EXERCISE DETAILS
Rewrite the listing below, replacing "pixel coordinates" with "image coordinates" wherever it occurs and leaving every other part unchanged.

# Start of DATASET RECORDS

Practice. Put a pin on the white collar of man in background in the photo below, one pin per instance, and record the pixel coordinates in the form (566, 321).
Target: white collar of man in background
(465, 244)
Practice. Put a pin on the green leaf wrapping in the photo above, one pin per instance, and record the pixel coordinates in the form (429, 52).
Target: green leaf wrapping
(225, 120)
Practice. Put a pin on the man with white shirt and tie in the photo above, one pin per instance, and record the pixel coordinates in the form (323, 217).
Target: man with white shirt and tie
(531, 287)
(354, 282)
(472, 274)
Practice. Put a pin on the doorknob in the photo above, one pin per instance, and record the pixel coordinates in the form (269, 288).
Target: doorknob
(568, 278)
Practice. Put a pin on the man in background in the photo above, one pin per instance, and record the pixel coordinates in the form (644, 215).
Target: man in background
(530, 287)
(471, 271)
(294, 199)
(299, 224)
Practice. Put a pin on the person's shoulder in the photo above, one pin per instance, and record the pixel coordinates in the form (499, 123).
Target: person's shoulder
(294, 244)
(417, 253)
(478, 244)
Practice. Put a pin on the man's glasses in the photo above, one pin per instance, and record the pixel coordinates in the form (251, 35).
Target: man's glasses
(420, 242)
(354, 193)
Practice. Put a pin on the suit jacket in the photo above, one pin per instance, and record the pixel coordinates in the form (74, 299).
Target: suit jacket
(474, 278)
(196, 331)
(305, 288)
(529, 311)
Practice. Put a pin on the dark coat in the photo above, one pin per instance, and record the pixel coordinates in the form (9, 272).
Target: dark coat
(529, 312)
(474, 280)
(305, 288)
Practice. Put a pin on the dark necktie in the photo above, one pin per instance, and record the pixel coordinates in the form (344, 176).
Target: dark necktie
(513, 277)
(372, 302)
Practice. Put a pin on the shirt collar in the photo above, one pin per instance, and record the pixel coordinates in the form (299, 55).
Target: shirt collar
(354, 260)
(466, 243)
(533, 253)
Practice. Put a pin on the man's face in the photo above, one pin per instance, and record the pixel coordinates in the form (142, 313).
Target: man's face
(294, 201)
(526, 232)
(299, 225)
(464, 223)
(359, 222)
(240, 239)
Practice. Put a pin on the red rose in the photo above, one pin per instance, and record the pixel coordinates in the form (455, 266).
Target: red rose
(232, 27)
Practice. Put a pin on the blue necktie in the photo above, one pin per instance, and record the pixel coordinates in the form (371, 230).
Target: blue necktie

# End of DATASET RECORDS

ANSWER TO THE TASK
Practice. Put a pin on the white collar of man in background in the photo below, one pin per instance, and record the image coordinates in the form (566, 321).
Target: white collar of man in background
(465, 244)
Practice. Put a pin on the green leaf wrapping in the photo above, one pin per instance, and record the image coordinates in the form (429, 52).
Target: green leaf wrapping
(225, 120)
Practice. Put a pin on the man with white shirt and tie in the photo above, one pin per instance, and record the image coordinates in the form (323, 217).
Target: man with white shirt and tie
(531, 287)
(354, 282)
(472, 274)
Practice. Put a pin on the doorknob in the photo above, one pin per instance, and record the image coordinates in the form (269, 288).
Target: doorknob
(568, 278)
Practice. Put a pin on the man in background in the photo above, one pin per instance, and record the image coordinates in the form (644, 215).
Target: man in background
(530, 287)
(471, 271)
(294, 199)
(299, 224)
Practice. Put a pin on the person's shoulder in the photo above, one pin per instance, and record the image coordinates in the form (499, 123).
Target: person's shoulder
(294, 244)
(417, 253)
(478, 244)
Practice. Put a pin on the man's glasses in the photo above, one pin per instance, and record the image coordinates in the form (251, 35).
Target: man's glasses
(420, 242)
(354, 193)
Practice. Put a pin on the suit jacket in the photo above, one pin per instance, and record the image coordinates in the form (74, 299).
Target: suit jacket
(474, 278)
(196, 331)
(305, 288)
(529, 311)
Practice. Put a pin on the dark coat in the photo above, one pin per instance, and record the image coordinates in the form (9, 272).
Target: dark coat
(529, 312)
(474, 280)
(305, 288)
Practice. Put a pin on the dark necktie in the photo above, one pin per instance, and record the image coordinates in the form (344, 176).
Target: dark necktie
(513, 277)
(372, 302)
Practice. Put a pin on the shirt collar in the photo above, one pin per instance, and record the image coordinates in the form (299, 55).
Target: shirt collar
(354, 260)
(466, 243)
(533, 253)
Practice. Put a pin on the man's face in the photo above, one pin per instance, and record the image coordinates in the form (142, 313).
Target: man's face
(294, 201)
(526, 232)
(299, 225)
(464, 223)
(359, 222)
(240, 239)
Practice. Put a pin on the red rose in the photo above, one pin per instance, and record the image coordinates in the form (455, 266).
Target: red rose
(232, 27)
Practice. Put a pin on the blue necktie in the photo above, one pin per instance, and record the image coordinates in the form (371, 230).
Target: blue necktie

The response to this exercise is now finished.